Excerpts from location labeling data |
※ ※ ※
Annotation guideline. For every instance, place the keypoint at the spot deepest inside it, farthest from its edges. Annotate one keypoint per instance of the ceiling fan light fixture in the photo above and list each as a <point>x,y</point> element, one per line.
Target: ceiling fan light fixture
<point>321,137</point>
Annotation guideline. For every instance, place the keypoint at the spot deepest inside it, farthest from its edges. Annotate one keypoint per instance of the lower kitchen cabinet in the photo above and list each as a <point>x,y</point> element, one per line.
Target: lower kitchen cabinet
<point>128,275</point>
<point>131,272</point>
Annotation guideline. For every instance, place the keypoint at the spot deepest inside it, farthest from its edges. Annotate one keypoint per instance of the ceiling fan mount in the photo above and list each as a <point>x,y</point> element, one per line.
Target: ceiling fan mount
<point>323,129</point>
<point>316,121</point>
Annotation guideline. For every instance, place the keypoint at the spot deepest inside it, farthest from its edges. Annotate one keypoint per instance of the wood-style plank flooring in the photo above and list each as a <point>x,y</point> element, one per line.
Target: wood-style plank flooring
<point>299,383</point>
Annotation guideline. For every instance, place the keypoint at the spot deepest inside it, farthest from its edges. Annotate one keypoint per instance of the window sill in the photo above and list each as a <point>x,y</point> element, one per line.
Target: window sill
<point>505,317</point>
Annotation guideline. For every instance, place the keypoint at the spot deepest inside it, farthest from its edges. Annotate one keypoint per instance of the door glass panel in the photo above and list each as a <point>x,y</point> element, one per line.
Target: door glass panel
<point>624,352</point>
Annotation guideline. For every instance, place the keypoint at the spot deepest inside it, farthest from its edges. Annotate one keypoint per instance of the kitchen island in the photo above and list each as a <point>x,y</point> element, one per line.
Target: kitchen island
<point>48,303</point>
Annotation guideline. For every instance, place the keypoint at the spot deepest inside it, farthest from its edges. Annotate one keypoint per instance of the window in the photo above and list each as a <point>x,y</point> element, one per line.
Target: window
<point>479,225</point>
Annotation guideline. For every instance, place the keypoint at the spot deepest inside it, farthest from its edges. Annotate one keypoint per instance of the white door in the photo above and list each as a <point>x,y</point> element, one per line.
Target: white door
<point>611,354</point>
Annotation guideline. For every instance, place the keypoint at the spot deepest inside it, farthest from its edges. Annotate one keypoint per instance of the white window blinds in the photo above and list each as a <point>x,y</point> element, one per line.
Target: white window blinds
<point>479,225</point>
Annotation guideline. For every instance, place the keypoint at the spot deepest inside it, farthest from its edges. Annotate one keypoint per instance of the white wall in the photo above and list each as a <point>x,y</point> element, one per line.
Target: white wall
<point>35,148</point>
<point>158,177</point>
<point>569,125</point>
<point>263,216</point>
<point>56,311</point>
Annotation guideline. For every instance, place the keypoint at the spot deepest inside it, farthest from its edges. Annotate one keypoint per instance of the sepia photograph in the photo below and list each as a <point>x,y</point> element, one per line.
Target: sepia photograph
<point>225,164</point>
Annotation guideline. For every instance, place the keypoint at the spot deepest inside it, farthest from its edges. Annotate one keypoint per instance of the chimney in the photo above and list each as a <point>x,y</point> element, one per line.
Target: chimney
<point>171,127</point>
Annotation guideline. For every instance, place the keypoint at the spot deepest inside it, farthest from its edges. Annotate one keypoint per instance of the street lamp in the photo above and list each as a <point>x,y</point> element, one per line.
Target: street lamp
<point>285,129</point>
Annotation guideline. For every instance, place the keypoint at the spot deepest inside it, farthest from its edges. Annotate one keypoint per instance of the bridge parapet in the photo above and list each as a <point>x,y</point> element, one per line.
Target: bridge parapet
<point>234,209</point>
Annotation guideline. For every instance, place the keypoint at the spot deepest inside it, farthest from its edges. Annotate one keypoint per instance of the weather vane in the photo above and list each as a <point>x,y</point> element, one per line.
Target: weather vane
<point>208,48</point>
※ ※ ※
GOAL | Copy each of the entries above word for word, with nothing changed.

TASK SOLUTION |
Annotation guideline. For every instance, place the keypoint at the spot deepest inside it, farthest from its edges. Annotate one keypoint per instance of the ceiling fan light fixture in the photo above and list each as a <point>x,y</point> element, one per line.
Target: ceiling fan light fixture
<point>321,137</point>
Annotation guideline. For every instance, place the keypoint at the spot deepest inside it, farthest from its edges. Annotate one keypoint per instance of the lower kitchen cabinet in the photo above and list each as a <point>x,y</point> element, one per line.
Target: lower kitchen cabinet
<point>128,275</point>
<point>131,272</point>
Annotation guideline. For every instance, place the keypoint at the spot deepest inside it, farthest from its edges. Annotate one keypoint per instance of the ceiling fan mount in the photo above and list each as a <point>x,y</point> element, one per line.
Target: ceiling fan mount
<point>323,129</point>
<point>316,121</point>
Annotation guideline. For every instance, place the keypoint at the spot deepest inside it, farthest from its edges. Annotate one keypoint per instance of the wood-style plank flooring in the photo above and list each as a <point>x,y</point> element, one per line.
Target: wood-style plank flooring
<point>299,383</point>
Annotation guideline. For every instance, place the keypoint at the spot deepest inside it, farthest from its edges. Annotate one keypoint per instance of the window sill in the photo above and list each as a <point>x,y</point> element, one per line.
Target: window sill
<point>505,317</point>
Annotation guideline. For every instance, place the keypoint at the spot deepest inside it, farthest from its edges. Annotate one keypoint per instance of the door glass panel in the photo above and list each as a <point>x,y</point> element, one per line.
Target: door glass panel
<point>624,352</point>
Annotation guideline. For every instance, place the keypoint at the spot deepest inside it, farthest from its edges. Annotate one keypoint per instance of the kitchen island in the photo above and list each as a <point>x,y</point> element, one per line.
Target: kitchen island
<point>48,303</point>
Annotation guideline. For every instance, place the keypoint at the spot deepest inside it, farthest from its edges. Annotate one keypoint per instance of the window in the photo above and list each as a <point>x,y</point> element, one per line.
Target: window
<point>479,225</point>
Annotation guideline. For every instance, place the keypoint at the spot deepest inside it, farthest from its edges. Annotate one keypoint per instance of the white door in the photo above and list each as a <point>x,y</point> element, one per line.
Target: white door
<point>611,354</point>
Annotation guideline. For every instance, place the keypoint at the spot deepest inside it, farthest from its edges. Annotate one keypoint per instance of the white window blinds in the photo above and list each as a <point>x,y</point> element, one per line.
Target: white window blinds
<point>479,225</point>
Annotation guideline. For every instance, place the keypoint at the spot deepest inside it, farthest from its edges. Annotate one keypoint per instance of the white wall in the photo above and list each as a <point>x,y</point> element, one per line.
Target: white wall
<point>35,148</point>
<point>158,177</point>
<point>569,125</point>
<point>263,216</point>
<point>56,311</point>
Annotation guideline. For every instance, place the keypoint at the spot deepest inside it, farthest from its edges. Annotate one keypoint per instance of the sepia photograph in the photo below and list each as a <point>x,y</point> element, one per line.
Target: sepia photograph
<point>225,164</point>
Annotation guideline. For every instance, place the keypoint at the spot deepest inside it, farthest from its edges. Annotate one keypoint per instance of the chimney in the photo above and list each as a <point>x,y</point> element, one per line.
Target: chimney
<point>171,127</point>
Annotation guideline. For every instance, place the keypoint at the spot deepest inside it, farthest from its edges. Annotate one keypoint per instance of the street lamp in the photo above and list each as a <point>x,y</point> element, one per line.
Target: street lamp
<point>285,129</point>
Annotation guideline. For every instance, place the keypoint at the spot deepest inside it, farthest from its edges. Annotate one keypoint per instance of the bridge parapet in the photo above and list each as a <point>x,y</point> element, one per line.
Target: bridge parapet
<point>234,209</point>
Annotation guideline. For every instance, place the keypoint at the spot deepest inside it, farthest from its edges. Annotate one keypoint per instance of the weather vane in the photo above and list each as a <point>x,y</point> element, one per line.
Target: weather vane
<point>208,48</point>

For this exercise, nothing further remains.